— Start of SELECTED EXCERPT —
Item 2. Identity and Background
(a), (b) and (c).
This Schedule 13D is being filed by Mark W. Harding (“Harding”), whose
business address is 8451 Delaware St., Thornton, CO 80260. The principal occupation of Harding is his
employment as President, CEO and CFO of the Company. The address of the Company’s executive
offices is set forth in Item 1 above.
(d) and (e).
Harding has not, during the last five years, been (i) convicted in a
criminal proceeding (excluding traffic violations or similar misdemeanors) or
(ii) a party to a civil proceeding of
a judicial or administrative body of a competent jurisdiction as a result of
which he was or is subject to a judgment, decree or final order enjoining
future violations of or prohibiting activities subject to, federal or state
securities laws or finding any violation with respect to such laws.
(f) Harding
is a citizen of the United States of America.
Item 3. Source and Amount of Funds or Other Consideration
Not Applicable.
Item 4. Purpose of Transaction
Pursuant to a Voting Agreement dated
August 31, 2006, a copy of which is filed herewith (the “Voting
Agreement”), Harding has agreed to vote his shares of Common Stock in favor
of electing a representative designated by High Plains A&M, LLC, a
Colorado limited liability company (“HP A&M”), to the Company’s Board of
Directors. HP A&M owns 3,000,000
shares of Common Stock, or approximately 16.3% of the outstanding Common
Stock. Mark D. Campbell was
elected to the Company’s board of directors on August 31, 2006, as the
representative designated by HP A&M.
Except as described herein, Harding has no present
plans or proposals that relate to or would result in any transaction of the
kind described in paragraphs (a) through (j) of Item 4. In the future, however, Harding reserves
the right to adopt such plans or proposals, subject to applicable regulatory
requirements, if any.
— End of SELECTED EXCERPT —
— Start of ITEMS —
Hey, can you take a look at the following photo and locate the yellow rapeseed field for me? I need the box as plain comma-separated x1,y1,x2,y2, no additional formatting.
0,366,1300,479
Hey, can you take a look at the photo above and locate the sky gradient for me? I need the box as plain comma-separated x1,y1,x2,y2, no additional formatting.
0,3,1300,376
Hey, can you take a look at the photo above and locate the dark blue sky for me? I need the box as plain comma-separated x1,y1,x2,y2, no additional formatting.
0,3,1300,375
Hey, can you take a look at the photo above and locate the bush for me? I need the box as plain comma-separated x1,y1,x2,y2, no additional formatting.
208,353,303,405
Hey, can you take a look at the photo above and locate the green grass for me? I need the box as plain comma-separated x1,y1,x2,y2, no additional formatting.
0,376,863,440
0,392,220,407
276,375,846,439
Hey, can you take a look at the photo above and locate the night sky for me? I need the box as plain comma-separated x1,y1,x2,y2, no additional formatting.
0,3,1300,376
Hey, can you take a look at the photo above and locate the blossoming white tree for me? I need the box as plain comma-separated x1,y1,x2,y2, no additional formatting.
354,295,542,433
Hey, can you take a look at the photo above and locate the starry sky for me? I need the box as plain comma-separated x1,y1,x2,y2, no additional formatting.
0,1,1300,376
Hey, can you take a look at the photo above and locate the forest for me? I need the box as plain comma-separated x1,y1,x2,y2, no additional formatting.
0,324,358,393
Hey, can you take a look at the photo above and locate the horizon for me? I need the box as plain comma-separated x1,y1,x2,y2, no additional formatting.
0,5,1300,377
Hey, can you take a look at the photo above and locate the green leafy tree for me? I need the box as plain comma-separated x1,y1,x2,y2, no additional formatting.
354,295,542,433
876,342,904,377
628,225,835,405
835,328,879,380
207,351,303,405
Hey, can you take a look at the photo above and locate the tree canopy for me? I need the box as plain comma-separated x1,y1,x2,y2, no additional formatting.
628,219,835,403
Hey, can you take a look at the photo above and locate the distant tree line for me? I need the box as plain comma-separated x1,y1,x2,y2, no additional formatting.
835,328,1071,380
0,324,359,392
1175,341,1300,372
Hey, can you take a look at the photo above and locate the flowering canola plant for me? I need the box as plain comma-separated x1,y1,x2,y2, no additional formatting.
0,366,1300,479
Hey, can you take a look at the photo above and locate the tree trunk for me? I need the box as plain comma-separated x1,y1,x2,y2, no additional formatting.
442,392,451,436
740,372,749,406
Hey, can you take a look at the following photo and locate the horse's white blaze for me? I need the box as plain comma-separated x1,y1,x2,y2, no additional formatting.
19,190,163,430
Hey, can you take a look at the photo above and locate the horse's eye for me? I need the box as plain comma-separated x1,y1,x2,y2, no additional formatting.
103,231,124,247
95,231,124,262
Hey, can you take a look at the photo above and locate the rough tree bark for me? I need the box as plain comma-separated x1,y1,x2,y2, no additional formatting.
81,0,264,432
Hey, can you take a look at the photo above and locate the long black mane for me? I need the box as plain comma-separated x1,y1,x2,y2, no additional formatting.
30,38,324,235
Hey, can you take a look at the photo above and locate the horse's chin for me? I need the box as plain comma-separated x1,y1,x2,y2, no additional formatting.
— End of ITEMS —
**TASKS AND EXERCISES:**
[1] Output, as a JSON list of strings with one string per line and blank lines omitted, the lines of the listing from the line containing "the green leafy" through the line containing "207,351,303,405", both lines included.
[2] Write the next part of the Schedule 13D filing excerpt, beginning immediately after its final sentence.

**OUTPUTS BY TASK:**
[1]
[
  "Hey, can you take a look at the photo above and locate the green leafy tree for me? I need the box as plain comma-separated x1,y1,x2,y2, no additional formatting.",
  "354,295,542,433",
  "876,342,904,377",
  "628,225,835,405",
  "835,328,879,380",
  "207,351,303,405"
]

[2]
Item 5. Interest in Securities of the Issuer
(a) Harding owns 350,712 shares of Common Stock and currently
exercisable options to purchase 514,163 shares of Common Stock at $1.80 per
share, which represents 4.6% of the outstanding and issued Common Stock of
the Company.
Although
Harding is a party to the Voting Agreement described in Item 4, Harding
disclaims the existence of a “group” within the meaning of
Section 13(d)(3) of the Securities Exchange Act of 1934. (b) Harding has sole power to dispose of 864,875 shares of Common
Stock. Subject to the terms and
conditions of the Voting Agreement, Harding has the sole power to vote
350,712 shares of Common Stock, and if currently exercisable options were
exercised, Harding would have the sole power to vote 864,875 shares of Common
Stock. (c) None. (d) None. (e) On August 31, 2006, Harding ceased to be the beneficial
owner of more than five percent (5%) of the Common Stock of the Company when
the Company issued 3,000,000 shares of Common Stock in connection with an
asset acquisition.
Item 6. Contracts, Arrangements, Understandings or Relationships
with Respect to Securities of the Issuer
Harding
has the right to purchase 514,163 shares of Common Stock at $1.80 per share
pursuant to currently exercisable option agreements with the Company. See Item 4 above for a description of the
Voting Agreement.
Item 7. Material to Be Filed as Exhibits
Exhibit No. Name
1 Voting Agreement, dated August 31, 2006.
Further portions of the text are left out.